_Task objective:_
Locate each line in the data below that contains the string "glowing", treating uppercase and lowercase as different, and copy those lines out in full.

_Photo-based point labeling data:_
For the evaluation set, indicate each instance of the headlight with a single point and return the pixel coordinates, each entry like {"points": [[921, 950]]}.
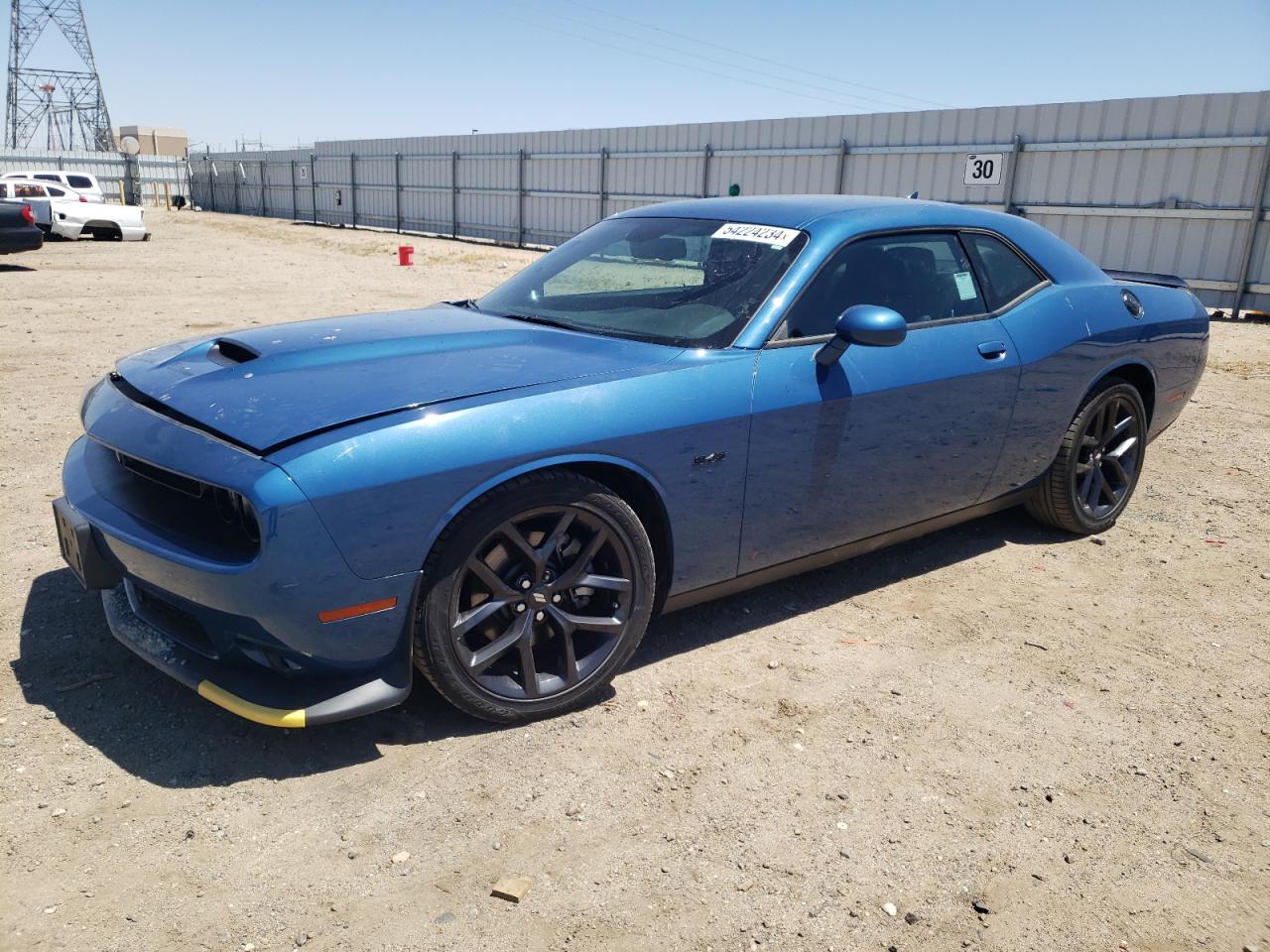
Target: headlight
{"points": [[89, 393]]}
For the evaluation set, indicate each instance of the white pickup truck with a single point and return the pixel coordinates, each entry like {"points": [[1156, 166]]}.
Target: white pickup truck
{"points": [[71, 214]]}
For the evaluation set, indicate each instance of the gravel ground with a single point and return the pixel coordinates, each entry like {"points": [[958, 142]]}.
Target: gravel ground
{"points": [[1076, 737]]}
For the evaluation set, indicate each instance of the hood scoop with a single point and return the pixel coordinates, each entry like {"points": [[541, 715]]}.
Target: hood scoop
{"points": [[230, 353]]}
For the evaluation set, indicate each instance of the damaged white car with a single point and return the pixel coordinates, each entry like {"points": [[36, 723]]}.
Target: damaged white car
{"points": [[67, 213]]}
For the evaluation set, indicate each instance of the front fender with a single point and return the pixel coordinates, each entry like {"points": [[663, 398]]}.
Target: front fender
{"points": [[388, 488]]}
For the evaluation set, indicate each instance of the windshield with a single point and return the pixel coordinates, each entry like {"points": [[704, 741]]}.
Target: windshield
{"points": [[671, 281]]}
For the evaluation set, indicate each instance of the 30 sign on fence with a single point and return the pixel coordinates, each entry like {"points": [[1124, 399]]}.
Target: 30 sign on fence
{"points": [[983, 169]]}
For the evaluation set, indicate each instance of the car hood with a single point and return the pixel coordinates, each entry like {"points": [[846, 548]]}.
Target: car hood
{"points": [[271, 386]]}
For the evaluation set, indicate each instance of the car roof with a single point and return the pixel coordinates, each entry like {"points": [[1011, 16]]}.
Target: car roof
{"points": [[828, 213], [780, 211]]}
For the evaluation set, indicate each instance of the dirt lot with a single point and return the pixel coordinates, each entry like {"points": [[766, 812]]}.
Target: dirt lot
{"points": [[770, 772]]}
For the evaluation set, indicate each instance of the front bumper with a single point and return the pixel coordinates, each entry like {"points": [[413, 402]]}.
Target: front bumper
{"points": [[258, 696], [239, 626]]}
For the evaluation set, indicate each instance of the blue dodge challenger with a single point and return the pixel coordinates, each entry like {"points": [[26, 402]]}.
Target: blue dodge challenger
{"points": [[680, 403]]}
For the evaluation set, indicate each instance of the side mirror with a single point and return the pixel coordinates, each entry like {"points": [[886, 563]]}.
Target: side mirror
{"points": [[867, 325]]}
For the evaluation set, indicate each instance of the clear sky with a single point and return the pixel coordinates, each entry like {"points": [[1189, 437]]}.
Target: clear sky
{"points": [[291, 71]]}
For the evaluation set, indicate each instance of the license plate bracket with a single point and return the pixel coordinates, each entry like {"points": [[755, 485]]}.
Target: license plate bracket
{"points": [[79, 548]]}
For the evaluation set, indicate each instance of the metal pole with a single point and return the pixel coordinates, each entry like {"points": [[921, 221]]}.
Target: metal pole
{"points": [[1008, 190], [841, 169], [397, 189], [453, 194], [1251, 234], [352, 185], [520, 198], [603, 180]]}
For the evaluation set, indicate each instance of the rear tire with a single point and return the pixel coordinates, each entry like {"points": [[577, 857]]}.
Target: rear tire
{"points": [[534, 598], [1092, 479], [1093, 476]]}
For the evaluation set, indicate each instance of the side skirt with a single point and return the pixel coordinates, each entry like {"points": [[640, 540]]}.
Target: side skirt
{"points": [[818, 560]]}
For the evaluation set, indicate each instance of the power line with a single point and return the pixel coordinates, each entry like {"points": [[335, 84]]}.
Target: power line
{"points": [[720, 62], [681, 64], [752, 56]]}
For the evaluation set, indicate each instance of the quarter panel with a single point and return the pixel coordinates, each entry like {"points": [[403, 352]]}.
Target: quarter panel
{"points": [[1069, 338]]}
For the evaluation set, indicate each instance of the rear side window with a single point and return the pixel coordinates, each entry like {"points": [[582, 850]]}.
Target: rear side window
{"points": [[924, 276], [1005, 275]]}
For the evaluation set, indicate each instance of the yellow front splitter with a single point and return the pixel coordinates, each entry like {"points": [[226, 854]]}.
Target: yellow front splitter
{"points": [[268, 716]]}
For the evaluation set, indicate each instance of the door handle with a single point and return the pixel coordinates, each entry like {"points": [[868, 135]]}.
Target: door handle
{"points": [[992, 349]]}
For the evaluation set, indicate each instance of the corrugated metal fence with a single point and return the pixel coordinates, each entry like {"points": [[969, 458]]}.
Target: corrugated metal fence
{"points": [[1171, 184], [158, 176]]}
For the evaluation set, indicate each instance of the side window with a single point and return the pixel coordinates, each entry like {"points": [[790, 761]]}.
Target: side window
{"points": [[1005, 275], [925, 276]]}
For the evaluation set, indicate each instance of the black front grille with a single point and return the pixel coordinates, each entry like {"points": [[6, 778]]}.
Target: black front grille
{"points": [[212, 520]]}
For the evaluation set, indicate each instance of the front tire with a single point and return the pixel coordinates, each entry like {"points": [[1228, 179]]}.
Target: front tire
{"points": [[534, 598], [1092, 479]]}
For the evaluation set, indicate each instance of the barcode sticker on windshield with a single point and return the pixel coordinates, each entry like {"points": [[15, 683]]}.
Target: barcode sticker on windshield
{"points": [[762, 234]]}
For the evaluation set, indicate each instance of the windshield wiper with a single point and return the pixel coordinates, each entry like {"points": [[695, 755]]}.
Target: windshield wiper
{"points": [[545, 321]]}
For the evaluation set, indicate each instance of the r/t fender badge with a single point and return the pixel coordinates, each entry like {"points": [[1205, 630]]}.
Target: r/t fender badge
{"points": [[708, 458]]}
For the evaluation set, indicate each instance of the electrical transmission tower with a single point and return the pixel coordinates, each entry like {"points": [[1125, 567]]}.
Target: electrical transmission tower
{"points": [[67, 104]]}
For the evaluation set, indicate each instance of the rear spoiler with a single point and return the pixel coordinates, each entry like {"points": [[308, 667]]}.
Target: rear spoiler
{"points": [[1166, 281]]}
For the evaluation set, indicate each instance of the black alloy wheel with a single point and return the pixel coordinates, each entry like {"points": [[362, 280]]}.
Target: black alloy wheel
{"points": [[1097, 466], [538, 597], [1106, 466]]}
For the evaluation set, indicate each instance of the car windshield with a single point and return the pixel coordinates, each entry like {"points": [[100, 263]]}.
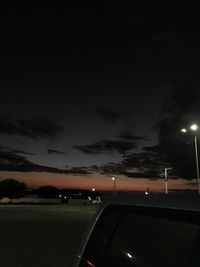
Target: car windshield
{"points": [[98, 101]]}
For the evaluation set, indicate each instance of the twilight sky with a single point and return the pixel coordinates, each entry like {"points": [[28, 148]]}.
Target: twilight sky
{"points": [[91, 93]]}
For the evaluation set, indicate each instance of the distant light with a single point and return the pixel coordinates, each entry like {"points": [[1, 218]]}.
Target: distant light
{"points": [[194, 127], [183, 130], [129, 255]]}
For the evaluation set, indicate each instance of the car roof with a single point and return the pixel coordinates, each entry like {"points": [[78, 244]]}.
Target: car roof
{"points": [[181, 202]]}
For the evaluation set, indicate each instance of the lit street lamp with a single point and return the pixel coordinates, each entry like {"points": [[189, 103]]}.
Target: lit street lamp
{"points": [[114, 179], [166, 180], [194, 128]]}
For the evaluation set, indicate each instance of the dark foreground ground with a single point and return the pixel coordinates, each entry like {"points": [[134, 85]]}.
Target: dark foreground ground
{"points": [[44, 235]]}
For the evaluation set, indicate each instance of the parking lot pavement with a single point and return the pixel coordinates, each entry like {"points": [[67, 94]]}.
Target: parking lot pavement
{"points": [[42, 235]]}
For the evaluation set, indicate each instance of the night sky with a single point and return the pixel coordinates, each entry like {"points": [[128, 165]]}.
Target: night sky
{"points": [[88, 93]]}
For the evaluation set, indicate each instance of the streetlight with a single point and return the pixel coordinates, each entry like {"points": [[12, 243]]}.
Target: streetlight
{"points": [[194, 128], [166, 180], [114, 179]]}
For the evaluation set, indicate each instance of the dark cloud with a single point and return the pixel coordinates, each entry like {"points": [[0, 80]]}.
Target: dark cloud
{"points": [[107, 147], [133, 167], [109, 115], [126, 135], [174, 148], [53, 151], [33, 128], [14, 151], [11, 161]]}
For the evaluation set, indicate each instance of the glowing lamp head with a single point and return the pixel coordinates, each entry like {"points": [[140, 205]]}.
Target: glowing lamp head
{"points": [[194, 127], [183, 130]]}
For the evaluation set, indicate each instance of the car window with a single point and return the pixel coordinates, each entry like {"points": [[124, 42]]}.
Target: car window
{"points": [[99, 238], [144, 241], [126, 237]]}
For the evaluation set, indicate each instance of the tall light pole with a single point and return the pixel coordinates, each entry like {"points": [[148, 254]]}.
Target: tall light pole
{"points": [[194, 128], [114, 179], [166, 180]]}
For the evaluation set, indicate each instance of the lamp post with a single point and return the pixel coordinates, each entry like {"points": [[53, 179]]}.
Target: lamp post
{"points": [[194, 128], [114, 179], [166, 180]]}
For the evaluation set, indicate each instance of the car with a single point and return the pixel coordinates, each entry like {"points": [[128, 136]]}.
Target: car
{"points": [[143, 231]]}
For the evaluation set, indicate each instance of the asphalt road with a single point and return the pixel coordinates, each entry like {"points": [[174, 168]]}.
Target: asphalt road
{"points": [[43, 235]]}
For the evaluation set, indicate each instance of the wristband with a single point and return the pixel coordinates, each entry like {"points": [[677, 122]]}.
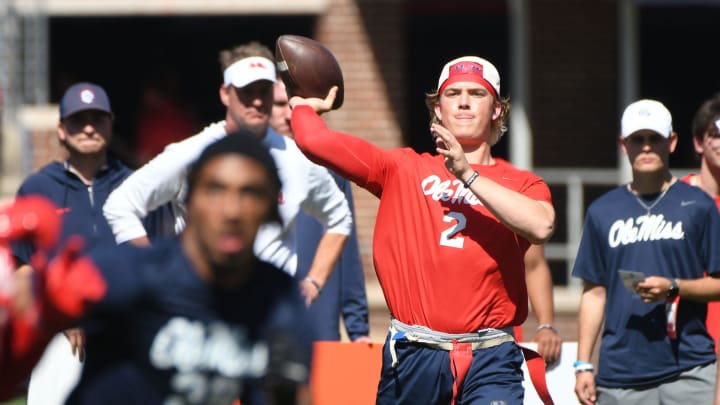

_Solution:_
For the evaluation set, indicate each instance of the glowing lamp head with a single point and return the pixel coordinates, each entry like {"points": [[140, 205]]}.
Target: glowing lamp head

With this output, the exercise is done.